▶ [PROBLEM TO WORK ON]:
Extend the news report on the team's offseason practices, picking up right after its last sentence.

Head coach Mike McCarthy said the latest episode won't be a detriment to what takes place on the field next season.
"The leadership of our organization is intact, and the landscape of the National Football League changing is part of what goes on in our industry," McCarthy said. "During times like this, you look at leadership, and without a doubt, everybody has confidence in Bob Harlan and the executive committee."
Favre and Rodgers were held out of team drills during the mandatory minicamp May 18-20, as they continued to recover from medical setbacks. Rodgers suffered a broken left foot during a game last November in relief of an injured Favre. Meanwhile, Favre underwent surgery on his left ankle in February.
Head coach Mike McCarthy is having Favre take part in nine of the 12 OTA practices, which are spread out until June 18. Favre, 37, hadn't thrown a football since the end of last season until the minicamp, when the team kept him on a "pitch" count.
"He's full go. He's in excellent shape for this time of year," McCarthy said. "He just anticipates so well (with his throws), and those are valuable reps for the younger players."
Top backup Rodgers said he's experienced no ill effects since resuming on-field work a month ago. The team's top draft pick in 2005 has been sharp with his passes and is throwing the deep ball with regularity and precision.
"I don't feel like I'm 100 percent yet, as far as mentally," Rodgers said of the recovery from the injury. "Just feeling 100 percent to where I have confidence (with the foot) where I can just take off whenever I want, I'm really close. I don't ever really think about it, but I'm just not quite all the way there."
Rodgers will get ample work running the No. 1 offense in the OTAs on the days Favre isn't participating. The first such outing came on the first day of the practice schedule.
Donald Lee and Tory Humphrey received the bulk of the reps with the No. 1 unit, while Franks was mostly relegated to the second team. The scenario was similar during the minicamp.
Franks, entering the third year of a seven-year, $28 million deal, is coming off the least productive season in his eight-year career. Franks, who admitted he became selfish toward the end of last season, had a change of attitude and was diligent about getting in better shape this offseason. He vows to remain the starter when next season kicks off, but he'll have to win over McCarthy and offensive coordinator Joe Philbin the next three months.

▶ [RECORDS PROVIDED]:

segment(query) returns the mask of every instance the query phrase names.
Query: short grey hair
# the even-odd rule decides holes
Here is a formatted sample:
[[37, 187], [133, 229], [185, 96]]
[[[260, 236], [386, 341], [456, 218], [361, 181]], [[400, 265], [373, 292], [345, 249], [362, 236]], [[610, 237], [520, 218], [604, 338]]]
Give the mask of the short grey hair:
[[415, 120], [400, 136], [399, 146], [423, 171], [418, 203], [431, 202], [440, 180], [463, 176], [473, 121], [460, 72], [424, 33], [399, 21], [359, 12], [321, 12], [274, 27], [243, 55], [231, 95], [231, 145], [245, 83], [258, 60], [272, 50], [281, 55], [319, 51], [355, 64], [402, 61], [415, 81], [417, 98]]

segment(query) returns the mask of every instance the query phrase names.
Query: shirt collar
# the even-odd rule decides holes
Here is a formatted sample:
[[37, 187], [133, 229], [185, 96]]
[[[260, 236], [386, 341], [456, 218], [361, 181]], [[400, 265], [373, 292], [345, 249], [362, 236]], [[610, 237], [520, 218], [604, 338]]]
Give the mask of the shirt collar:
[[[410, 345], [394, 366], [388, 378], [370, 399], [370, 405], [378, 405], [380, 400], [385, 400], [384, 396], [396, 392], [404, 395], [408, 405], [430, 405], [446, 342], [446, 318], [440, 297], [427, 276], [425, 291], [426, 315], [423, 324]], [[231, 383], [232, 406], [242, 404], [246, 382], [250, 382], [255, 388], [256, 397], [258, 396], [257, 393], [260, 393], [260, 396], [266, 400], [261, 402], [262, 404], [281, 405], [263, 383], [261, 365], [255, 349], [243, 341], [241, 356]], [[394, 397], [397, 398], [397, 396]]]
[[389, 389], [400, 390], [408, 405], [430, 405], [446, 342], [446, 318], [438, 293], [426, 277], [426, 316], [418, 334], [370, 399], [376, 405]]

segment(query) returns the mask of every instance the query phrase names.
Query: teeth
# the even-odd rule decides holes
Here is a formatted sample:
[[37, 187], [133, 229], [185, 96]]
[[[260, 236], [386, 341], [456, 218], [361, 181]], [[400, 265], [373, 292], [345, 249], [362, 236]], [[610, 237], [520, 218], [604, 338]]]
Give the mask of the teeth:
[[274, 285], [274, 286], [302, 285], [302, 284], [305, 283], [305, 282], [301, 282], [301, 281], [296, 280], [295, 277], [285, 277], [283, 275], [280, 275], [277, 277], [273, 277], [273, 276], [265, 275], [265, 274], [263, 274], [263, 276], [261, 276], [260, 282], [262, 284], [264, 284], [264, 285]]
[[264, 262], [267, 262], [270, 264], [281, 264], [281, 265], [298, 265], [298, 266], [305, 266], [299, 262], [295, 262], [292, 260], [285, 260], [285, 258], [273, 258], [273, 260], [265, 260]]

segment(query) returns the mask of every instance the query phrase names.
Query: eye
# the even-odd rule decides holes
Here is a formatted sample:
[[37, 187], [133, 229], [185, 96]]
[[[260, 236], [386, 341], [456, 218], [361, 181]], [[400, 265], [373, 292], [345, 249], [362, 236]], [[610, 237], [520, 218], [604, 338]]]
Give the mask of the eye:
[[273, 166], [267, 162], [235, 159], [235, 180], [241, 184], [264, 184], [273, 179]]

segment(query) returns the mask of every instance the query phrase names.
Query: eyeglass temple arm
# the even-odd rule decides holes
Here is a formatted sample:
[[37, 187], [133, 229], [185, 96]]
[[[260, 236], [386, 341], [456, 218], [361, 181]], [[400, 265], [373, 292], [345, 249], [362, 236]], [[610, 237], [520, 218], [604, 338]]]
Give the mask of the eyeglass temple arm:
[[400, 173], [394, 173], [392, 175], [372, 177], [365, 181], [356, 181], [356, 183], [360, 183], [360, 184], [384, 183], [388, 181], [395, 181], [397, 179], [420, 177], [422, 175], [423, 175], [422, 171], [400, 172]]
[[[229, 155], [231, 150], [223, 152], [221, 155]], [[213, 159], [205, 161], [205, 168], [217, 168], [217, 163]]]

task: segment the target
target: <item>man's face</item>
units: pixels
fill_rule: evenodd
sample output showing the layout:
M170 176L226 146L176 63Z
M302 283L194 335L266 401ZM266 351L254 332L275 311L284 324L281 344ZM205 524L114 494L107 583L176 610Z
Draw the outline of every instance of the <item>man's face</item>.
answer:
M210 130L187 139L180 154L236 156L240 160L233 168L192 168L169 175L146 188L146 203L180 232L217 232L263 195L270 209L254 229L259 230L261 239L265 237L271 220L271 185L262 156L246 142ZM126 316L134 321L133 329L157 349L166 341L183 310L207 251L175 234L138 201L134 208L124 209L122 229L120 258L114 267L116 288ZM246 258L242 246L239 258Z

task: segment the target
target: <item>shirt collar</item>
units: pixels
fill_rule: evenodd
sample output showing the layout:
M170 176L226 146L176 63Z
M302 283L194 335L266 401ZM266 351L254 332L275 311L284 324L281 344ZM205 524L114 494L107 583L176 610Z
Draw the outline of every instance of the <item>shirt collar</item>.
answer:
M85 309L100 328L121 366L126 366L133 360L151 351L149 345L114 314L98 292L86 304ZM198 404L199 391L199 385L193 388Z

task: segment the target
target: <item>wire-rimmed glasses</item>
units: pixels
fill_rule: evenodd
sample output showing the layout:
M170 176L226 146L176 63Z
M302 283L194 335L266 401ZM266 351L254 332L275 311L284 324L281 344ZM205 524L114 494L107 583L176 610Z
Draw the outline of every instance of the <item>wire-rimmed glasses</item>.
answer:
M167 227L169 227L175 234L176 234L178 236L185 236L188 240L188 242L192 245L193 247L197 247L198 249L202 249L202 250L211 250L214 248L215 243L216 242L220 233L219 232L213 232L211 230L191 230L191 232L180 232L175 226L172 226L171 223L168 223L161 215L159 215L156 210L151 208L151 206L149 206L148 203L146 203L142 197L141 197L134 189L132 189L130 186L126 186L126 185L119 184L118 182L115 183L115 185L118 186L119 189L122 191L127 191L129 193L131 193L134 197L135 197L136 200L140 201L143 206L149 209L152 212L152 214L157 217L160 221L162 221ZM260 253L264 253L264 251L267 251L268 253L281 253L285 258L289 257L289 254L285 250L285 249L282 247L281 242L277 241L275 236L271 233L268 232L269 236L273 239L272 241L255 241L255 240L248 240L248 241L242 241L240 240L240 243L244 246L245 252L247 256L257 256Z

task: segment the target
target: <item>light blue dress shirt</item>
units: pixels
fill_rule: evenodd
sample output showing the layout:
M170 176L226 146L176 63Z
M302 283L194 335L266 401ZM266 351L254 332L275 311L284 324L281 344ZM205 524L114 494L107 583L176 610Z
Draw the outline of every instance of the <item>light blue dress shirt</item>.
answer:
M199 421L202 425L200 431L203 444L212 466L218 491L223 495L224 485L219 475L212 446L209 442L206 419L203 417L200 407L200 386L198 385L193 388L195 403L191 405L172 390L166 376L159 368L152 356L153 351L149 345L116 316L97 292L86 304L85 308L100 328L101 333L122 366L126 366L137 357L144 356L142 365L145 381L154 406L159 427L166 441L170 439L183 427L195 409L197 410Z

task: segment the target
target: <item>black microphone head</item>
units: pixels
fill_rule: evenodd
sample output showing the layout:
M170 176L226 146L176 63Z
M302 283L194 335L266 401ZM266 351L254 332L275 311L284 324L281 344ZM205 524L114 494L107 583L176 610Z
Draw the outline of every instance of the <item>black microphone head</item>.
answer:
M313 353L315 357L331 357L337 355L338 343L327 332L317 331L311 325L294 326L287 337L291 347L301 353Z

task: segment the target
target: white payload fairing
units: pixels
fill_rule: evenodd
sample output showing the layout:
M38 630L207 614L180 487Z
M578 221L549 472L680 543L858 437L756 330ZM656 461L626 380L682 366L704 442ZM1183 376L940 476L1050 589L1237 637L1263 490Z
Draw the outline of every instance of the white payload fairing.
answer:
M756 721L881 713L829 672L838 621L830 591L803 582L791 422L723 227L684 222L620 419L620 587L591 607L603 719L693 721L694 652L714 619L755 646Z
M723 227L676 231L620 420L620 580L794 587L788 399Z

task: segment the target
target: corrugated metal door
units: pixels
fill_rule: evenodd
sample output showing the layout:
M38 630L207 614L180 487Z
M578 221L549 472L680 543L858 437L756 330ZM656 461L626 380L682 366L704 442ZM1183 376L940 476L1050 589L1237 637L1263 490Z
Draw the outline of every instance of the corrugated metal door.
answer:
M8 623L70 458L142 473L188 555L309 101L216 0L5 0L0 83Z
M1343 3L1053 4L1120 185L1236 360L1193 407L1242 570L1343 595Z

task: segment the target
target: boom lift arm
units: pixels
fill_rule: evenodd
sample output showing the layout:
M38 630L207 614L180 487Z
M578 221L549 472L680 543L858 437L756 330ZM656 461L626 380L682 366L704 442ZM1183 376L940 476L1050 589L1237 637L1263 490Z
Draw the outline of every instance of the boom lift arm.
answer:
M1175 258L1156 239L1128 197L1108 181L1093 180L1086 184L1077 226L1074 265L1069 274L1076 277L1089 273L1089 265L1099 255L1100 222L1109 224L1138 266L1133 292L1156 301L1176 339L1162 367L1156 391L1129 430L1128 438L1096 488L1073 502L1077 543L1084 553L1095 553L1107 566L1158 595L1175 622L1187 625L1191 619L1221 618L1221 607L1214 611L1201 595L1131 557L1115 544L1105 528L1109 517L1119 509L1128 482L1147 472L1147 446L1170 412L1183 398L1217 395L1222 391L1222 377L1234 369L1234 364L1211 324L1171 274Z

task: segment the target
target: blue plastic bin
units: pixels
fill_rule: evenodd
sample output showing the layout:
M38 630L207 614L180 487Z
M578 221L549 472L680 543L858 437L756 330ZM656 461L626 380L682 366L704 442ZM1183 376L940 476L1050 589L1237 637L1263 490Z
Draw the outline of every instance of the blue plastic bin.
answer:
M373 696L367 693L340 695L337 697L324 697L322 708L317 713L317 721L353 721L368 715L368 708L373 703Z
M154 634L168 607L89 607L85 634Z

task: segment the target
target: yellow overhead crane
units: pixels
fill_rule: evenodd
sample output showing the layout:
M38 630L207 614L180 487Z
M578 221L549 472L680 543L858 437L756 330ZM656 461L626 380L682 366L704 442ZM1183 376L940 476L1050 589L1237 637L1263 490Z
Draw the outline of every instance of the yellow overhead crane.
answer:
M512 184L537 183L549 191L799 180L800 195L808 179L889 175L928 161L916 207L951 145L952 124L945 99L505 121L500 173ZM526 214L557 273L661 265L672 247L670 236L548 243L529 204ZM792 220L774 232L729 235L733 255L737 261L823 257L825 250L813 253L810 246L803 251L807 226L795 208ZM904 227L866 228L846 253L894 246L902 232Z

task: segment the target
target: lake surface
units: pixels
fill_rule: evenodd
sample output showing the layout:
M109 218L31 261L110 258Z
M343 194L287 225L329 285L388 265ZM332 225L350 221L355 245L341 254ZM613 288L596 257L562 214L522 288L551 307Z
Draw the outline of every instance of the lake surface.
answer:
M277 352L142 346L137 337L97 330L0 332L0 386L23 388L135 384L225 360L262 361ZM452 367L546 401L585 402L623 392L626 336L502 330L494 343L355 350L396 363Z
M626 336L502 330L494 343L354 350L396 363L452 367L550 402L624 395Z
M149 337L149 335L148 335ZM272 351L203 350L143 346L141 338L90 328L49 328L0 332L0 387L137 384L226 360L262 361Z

▶ [RESULT FOR THIS TASK]:
"He's in excellent shape. He's not a youngster, so I think he's put a lot of preparation into this offseason, and you can see that," McCarthy said. "Particularly when guys do get older, the joints are the things you concern yourself about. I just think he's moving extremely well.
"The adjustments we've made schematically, he's picked them right up. Bubba's been excellent. I thought he had a very good minicamp, and he's off and running" early in OTAs.
Clifton reeled in a 92-pound halibut.
"He knocked it out (early on the trip) and kind of sat back the rest of the week and just watched us try to catch them," Colledge said.
More than 200 pounds of fish were shipped out from the haul of Clifton, Colledge, right tackle Mark Tauscher, center Scott Wells, right guard Jason Spitz and tackle/guard Tony Moll.
Receiver Donald Driver and defensive end Aaron Kampman, both of whom were Pro Bowl selections, were named the co-most valuable players.
Colledge and receiver Greg Jennings were tabbed co-offensive rookies of the year.
Linebacker A.J. Hawk was chosen as defensive rookie of the year.
QUOTE TO NOTE: "Personally, I'm very fond of John Jones. I think he's an excellent man, a wonderful family man. You feel for people. Anytime there's a change professionally, it's never easy. But, professionally, it's part of our business. But, he's a good man. He'll always be a good man." — Packers head coach Mike McCarthy on club president John Jones, who was placed on administrative leave by the organization May 26 because of management concerns. McCarthy first joined the team as quarterbacks coach in 1999, the same year Jones was hired in the front office.